**DOCUMENT EXCERPT**:
----------

Core Java

Generating backpressure-aware streams with Flowable.generate() – RxJava FAQ

RxJava is missing a factory to create an infinite stream of natural numbers. Such a stream is useful e.g. when you want to assign unique sequence numbers to possibly infinite stream of events by zipping both of them:

Flowable<Long> naturalNumbers = //???

Flowable<Event> someInfiniteEventStream = //...
Flowable<Pair<Long, Event>> sequenced = Flowable.zip(
        naturalNumbers,
        someInfiniteEventStream,
        Pair::of
);

Implementing naturalNumbers is surprisingly complex. In RxJava 1.x you could briefly get away with Observable that does not respect backpressure:

import rx.Observable;  //RxJava 1.x

Observable<Long> naturalNumbers = Observable.create(subscriber -> {
    long state = 0;
    //poor solution :-(
    while (!subscriber.isUnsubscribed()) {
        subscriber.onNext(state++);
    }
});

What does it mean that such stream is not backpressure-aware? Well, basically the stream produces events (ever-incrementing state variable) as fast as the CPU core permits, millions per second, easily. However when consumers can’t consume events so fast, growing backlog of unprocessed events starts to appear:

naturalNumbers
//      .observeOn(Schedulers.io())
        .subscribe(
                x -> {
                    //slooow, 1 millisecond
                }
        );

The program above (with observeOn() operator commented out) runs just fine because it has accidental backpressure. By default everything is single threaded in RxJava, thus producer and consumer work within the same thread. Invoking subscriber.onNext() actually blocks, so the while loop throttles itself automatically. But try uncommenting observeOn() and disaster happens a few milliseconds later. The subscription callback is single-threaded by design. For every element it needs at least 1 millisecond, therefore this stream can process not more than 1000 events per second. We are somewhat lucky. RxJava quickly discovers this disastrous condition and fails fast with MissingBackpressureException

Our biggest mistake was producing events without taking into account how slow the consumer is. By the way this is the core idea behind reactive streams: producer is not allowed to emit more events than requested by consumer. In RxJava 1.x implementing even the simplest stream that was respecting backpressure from scratch was a non-trivial task. RxJava 2.x brought several convenient operators that built on top of experience from previous versions. First of all RxJava 2.x does not allow you to implement Flowable (backpressure-aware) the same way as you can with Observable. It’s not possible to create Flowable that overloads the consumer with messages:

Flowable<Long> naturalNumbers = Flowable.create(subscriber -> {
    long state = 0;
    while (!subscriber.isCancelled()) {
        subscriber.onNext(state++);
    }
}, BackpressureStrategy.DROP);

Did you spot this extra DROP parameter? Before we explain it, let’s see the output when we subscribe with slow consumer:

0
1
2
3
//...continuous numbers...
126
127
101811682
//...where did my 100M events go?!?
101811683
101811684
101811685
//...continuous numbers...

----------

**PROVIDED MATERIAL**:
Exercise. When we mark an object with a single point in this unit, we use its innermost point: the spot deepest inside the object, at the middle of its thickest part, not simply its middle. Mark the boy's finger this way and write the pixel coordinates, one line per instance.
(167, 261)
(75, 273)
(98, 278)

----------

**WHAT YOU WILL DO**:
1. According to the RxJava backpressure article, which exception does RxJava throw when the uncommented observeOn() leaves the slow consumer unable to keep up?
2. Pick up the RxJava backpressure article from the point where it stops and carry it forward.
Nothing in the listing matters for this work.

**TASK RESPONSES**:
1. MissingBackpressureException

2.
101811776
//...17M events disappeared again...
101811777
//...

Your mileage may vary. What happens? The observeOn() operator switches between schedulers (thread pools). A pool of threads that are hydrated from a queue of pending events. This queue is finite and has capacity of 128 elements. observeOn() operator, knowing about this limitation, only requests 128 elements from upstream (our custom Flowable). At this point it lets our subscriber process the events, 1 per millisecond. So after around 100 milliseconds observeOn()discovers its internal queue is almost empty and asks for more. Does it get 128, 129, 130…? No! Our Flowable was producing events like crazy during this 0.1 second period and it (astonishingly) managed to generate more than 100 million numbers in that time frame. Where did they go? Well, observeOn() was not asking for them so the DROPstrategy (a mandatory parameter) simply discarded unwanted events.

BackpressureStrategy

That doesn’t sound right, are there any other strategies? Yes, many:

  • BackpressureStrategy.BUFFER: If upstream produces too many events, they are buffered in an unbounded queue. No events are lost, but your whole application most likely is. If you are lucky, OutOfMemoryError will save you. I got stuck on 5+ second long GC pauses.
  • BackpressureStrategy.ERROR: If over-production of events is discovered, MissingBackpressureException will be thrown. It’s a sane (and safe) strategy.
  • BackpressureStrategy.LATEST: Similar to DROP, but remembers last dropped event. Just in case request for more data comes in but we just dropped everything – we at least have the last seen value.
  • BackpressureStrategy.MISSING: No safety measures, deal with it. Most likely one of the downstream operators (like observeOn()) will throw MissingBackpressureException.
  • BackpressureStrategy.DROP: drops events that were not requested.

By the way when you are turning an Observable to Flowable you must also provide BackpressureStrategy. RxJava must know how to limit over-producing Observable. OK, so what is the correct implementation of such a simple stream of sequential natural numbers?

Meet Flowable.generate()

The difference between create() and generate() lies in responsibility. Flowable.create() is suppose to generate the stream in its entirety with no respect to backpressure. It simply produces events whenever it wishes to do so. Flowable.generate() on the other hand is only allowed to generate one event at a time (or complete a stream). Backpressure mechanism transparently figures out how many events it needs at the moment. generate() is called appropriate number of times, for example 128 times in case of observeOn().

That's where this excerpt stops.